■ **EXERCISES TO COMPLETE**:
• A. From the forum thread on favorite Hobbit characters, write out the passage between "It would have" and "Balin and Bilbo.", inclusive.
• B. In the forum thread on favorite Hobbit characters, what reasons does Annushka give for loving the Dragon?
══ SOURCE TEXT
# Tell me your favorite character in "The Hobbit!"



## Dr. Jane (May 5, 2003)

Don't be shy! Please tell me which character you like best in " The Hobbit." Everyone's opinion is valued!


----------



## YayGollum (May 5, 2003)

Oo! Yay! My favorite would have to be Gollum. Then Thorin. Then Beorn.


----------



## FoolOfATook (May 5, 2003)

My favorite is Bilbo. Pretty boring, I suppose, but there it is.


----------



## Eliot (May 5, 2003)

Ooooooh... too tough. I don't have a single favorite, but have three absolute favorites: Bilbo, Gandalf, and Thorin. Smaller favorites include: 

Gwaihir (even though he has a small role),
Bard,
various Dwarves of the company,
and Gollum.


----------



## Theoden_king (May 6, 2003)

Perhaps this should have been made a poll? hmm

well anyway my favourite would probably be Smaug then Gollum. On a lesser scale I liked Gandalf and Beorn as well.


----------



## nollaig (May 6, 2003)

Smaug but I also liked Bombur


----------



## Celebthôl (May 6, 2003)

Gandalf , Elrond, and Bard i guess and then Kili and Fili but its sad when they die


----------



## Gandalf White (May 7, 2003)

It's Bilbo for me too! I just love how he bumbles along and always comes out on top. Next is Gandalf, then Beorn. 



















.....and very possibly Gollum.....


----------



## Ithrynluin (May 7, 2003)

Gandalf wins my vote. I am always drawn by that which seems magical and has much more to him/her than we get to see. Gandalf definitely fits that description.

Bilbo's transition from a shy hobbit into an adventurer and cunning thief is fascinating - he would be my second favourite.


----------



## Idril (May 8, 2003)

It would have to be Bilbo - this poor little confused hobbit, who was dragged into an adventure involuntarily and being exposed to the big wide world. And Bombur.


----------



## Ice Man (May 8, 2003)

Balin and Bilbo.


----------



## Legolas3363 (May 8, 2003)

Im gonna hafta go with Thorin because of his Honor, and for some reason i just like his style


----------



## Gandalf White (May 8, 2003)

I remember that while reading it for the first time Thorin used drive me up a wall with his arrogance. Over time I've come to like him though.


----------



## Dr. Jane (May 9, 2003)

Wow! There are a lot of Bilbo people out there!


----------



## Annushka (May 14, 2003)

I loved the Dragon. He was smart, funny and didn`t care about looking nice


----------



## Lantarion (May 14, 2003)

I _loathe_ Bilbo in the Hobbit, at least in the first few chapters! His way of talking is so annoying, I can't even explain it..!
════
══ SUPPLIED INFORMATION
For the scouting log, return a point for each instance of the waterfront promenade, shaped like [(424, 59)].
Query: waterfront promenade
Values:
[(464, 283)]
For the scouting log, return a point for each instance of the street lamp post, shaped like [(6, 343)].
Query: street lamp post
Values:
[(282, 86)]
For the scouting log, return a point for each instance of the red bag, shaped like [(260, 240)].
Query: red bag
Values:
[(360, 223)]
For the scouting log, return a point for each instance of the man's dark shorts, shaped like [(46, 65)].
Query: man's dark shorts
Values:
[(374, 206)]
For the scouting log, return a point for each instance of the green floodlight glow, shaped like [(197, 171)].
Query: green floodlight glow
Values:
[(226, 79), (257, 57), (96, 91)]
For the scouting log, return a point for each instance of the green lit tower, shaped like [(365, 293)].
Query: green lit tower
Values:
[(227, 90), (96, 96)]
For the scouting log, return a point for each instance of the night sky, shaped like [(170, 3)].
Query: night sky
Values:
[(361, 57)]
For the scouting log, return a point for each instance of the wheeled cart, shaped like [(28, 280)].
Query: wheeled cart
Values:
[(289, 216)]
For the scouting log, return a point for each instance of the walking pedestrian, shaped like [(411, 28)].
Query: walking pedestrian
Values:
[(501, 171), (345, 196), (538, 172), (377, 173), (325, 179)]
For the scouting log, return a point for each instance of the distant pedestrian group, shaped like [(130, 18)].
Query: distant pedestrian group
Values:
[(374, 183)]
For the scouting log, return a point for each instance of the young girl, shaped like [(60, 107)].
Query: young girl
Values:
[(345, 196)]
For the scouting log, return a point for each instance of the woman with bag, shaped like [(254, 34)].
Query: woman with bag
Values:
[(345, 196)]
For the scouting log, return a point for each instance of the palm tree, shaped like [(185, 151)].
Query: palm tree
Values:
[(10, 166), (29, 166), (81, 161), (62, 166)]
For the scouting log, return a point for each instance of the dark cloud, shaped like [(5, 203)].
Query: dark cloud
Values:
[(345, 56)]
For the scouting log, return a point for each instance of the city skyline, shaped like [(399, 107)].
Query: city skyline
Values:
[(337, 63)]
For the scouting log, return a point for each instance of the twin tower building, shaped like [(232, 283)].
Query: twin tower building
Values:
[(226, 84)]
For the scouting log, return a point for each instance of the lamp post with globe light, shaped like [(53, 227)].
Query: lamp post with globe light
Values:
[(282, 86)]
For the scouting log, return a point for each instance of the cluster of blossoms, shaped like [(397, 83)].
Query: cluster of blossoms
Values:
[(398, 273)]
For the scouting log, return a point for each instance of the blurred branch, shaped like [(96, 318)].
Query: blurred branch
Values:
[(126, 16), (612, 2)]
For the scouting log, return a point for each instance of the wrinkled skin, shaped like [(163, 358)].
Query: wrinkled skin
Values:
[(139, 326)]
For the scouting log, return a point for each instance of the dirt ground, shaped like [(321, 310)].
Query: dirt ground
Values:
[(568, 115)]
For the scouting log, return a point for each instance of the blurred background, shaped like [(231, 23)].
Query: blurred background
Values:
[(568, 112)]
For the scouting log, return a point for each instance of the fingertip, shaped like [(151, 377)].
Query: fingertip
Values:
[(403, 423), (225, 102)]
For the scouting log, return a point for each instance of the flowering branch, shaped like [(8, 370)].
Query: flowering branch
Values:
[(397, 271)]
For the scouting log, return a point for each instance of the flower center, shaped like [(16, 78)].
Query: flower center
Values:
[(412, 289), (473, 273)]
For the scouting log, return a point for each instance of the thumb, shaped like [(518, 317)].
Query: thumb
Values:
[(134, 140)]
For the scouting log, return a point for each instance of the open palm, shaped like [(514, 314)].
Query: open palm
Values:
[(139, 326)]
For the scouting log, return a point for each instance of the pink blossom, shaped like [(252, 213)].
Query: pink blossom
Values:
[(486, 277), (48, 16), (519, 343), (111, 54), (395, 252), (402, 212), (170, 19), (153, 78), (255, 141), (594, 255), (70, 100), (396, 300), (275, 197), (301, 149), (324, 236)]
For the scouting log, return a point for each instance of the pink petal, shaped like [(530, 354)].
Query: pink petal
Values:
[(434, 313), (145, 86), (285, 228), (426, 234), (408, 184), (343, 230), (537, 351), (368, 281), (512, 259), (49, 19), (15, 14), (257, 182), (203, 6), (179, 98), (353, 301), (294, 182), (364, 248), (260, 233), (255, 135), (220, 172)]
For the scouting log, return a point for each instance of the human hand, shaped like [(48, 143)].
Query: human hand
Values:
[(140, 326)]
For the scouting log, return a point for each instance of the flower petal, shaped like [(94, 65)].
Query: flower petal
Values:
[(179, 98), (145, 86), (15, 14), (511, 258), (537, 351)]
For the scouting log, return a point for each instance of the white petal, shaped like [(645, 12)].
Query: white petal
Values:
════
■ **RESULTS OF THE TASKS**:
• A.
It would have to be Bilbo - this poor little confused hobbit, who was dragged into an adventure involuntarily and being exposed to the big wide world. And Bombur.


----------



## Ice Man (May 8, 2003)

Balin and Bilbo.

• B. He was smart and funny, and he didn't care about looking nice.